[Coordinate annotation entries]
____________

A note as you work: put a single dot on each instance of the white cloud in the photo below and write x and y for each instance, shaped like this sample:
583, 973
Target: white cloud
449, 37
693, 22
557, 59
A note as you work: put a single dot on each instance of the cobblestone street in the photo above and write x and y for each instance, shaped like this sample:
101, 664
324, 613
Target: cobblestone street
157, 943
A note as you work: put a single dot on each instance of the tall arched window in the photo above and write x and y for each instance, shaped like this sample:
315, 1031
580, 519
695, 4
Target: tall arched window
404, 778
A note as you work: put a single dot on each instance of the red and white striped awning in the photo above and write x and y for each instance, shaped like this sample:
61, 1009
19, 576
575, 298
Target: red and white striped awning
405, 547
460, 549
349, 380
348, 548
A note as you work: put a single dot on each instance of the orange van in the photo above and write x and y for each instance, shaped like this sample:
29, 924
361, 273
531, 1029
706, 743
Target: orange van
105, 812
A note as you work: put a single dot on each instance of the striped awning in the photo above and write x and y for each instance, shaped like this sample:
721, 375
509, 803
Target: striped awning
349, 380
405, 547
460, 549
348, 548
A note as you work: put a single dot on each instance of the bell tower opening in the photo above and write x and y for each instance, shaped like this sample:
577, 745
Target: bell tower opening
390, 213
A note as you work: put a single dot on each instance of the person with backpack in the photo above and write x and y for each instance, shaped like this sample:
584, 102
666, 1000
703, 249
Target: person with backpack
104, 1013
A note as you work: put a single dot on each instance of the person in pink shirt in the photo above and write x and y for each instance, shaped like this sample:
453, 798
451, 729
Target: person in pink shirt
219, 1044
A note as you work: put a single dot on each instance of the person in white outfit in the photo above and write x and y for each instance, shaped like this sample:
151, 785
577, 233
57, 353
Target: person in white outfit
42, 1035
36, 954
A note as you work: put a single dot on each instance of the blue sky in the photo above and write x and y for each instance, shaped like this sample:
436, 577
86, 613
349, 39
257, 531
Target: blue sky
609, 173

____________

Repeat all the entries exactly as given.

THE RESULT:
A note as you work: put a single dot on each instance of the white cloud in the photo below and write x and y for each instance, shaped like this sample:
583, 973
Target: white cloud
449, 37
693, 22
557, 59
A note as you work: put a single dot on each instance of the cobblestone street in the photo above and write x and y for each instance, shaped like this sample:
101, 664
324, 613
Target: cobblestone street
157, 943
A note as you work: put a single dot on each instance of the tall arched window in the photo above and write x and y for each instance, shaped like this sample:
315, 1031
580, 519
695, 4
Target: tall arched window
404, 778
A note as you work: put a single dot on each instance of the red and white striped awning in the photo above and write x and y for each instance, shaped like this sample:
61, 1009
19, 576
575, 298
Target: red and white striped awning
405, 547
460, 549
349, 380
348, 548
A note as you work: put a single dot on each instance of the orange van in the photo above and write x and y for each instance, shaped like this sample:
29, 924
361, 273
531, 1029
706, 743
Target: orange van
105, 812
A note as you work: put a single dot on each instance of the striped awning in the photo above and write x and y for each instance, shaped like this sample:
721, 375
509, 803
Target: striped awning
349, 380
405, 547
460, 549
348, 548
A note as you work: put a single dot on each instance of the bell tower opening in the photo above and write x and y for each instance, shaped like this sample:
577, 745
Target: bell tower opening
390, 213
A note as you work: put a single dot on each instance of the person with backpack in the photo above and write x and y for each instance, shaped like this sample:
584, 102
666, 1000
703, 249
Target: person with backpack
104, 1013
A note as you work: put a single dot on each instance of the person in pink shirt in the photo above and write x and y for each instance, shaped like this sample:
453, 798
451, 729
Target: person in pink shirt
219, 1044
A note as you work: put a single dot on each instance of the person in white outfit in the photo above and write x and y for each instance, shaped like this sample:
151, 785
577, 233
57, 353
Target: person in white outfit
42, 1035
36, 954
A note as you work: put a single dot on each instance of the blue sky in the photo above and write x and y for each instance, shaped like this sample:
436, 577
86, 613
349, 39
257, 531
Target: blue sky
609, 173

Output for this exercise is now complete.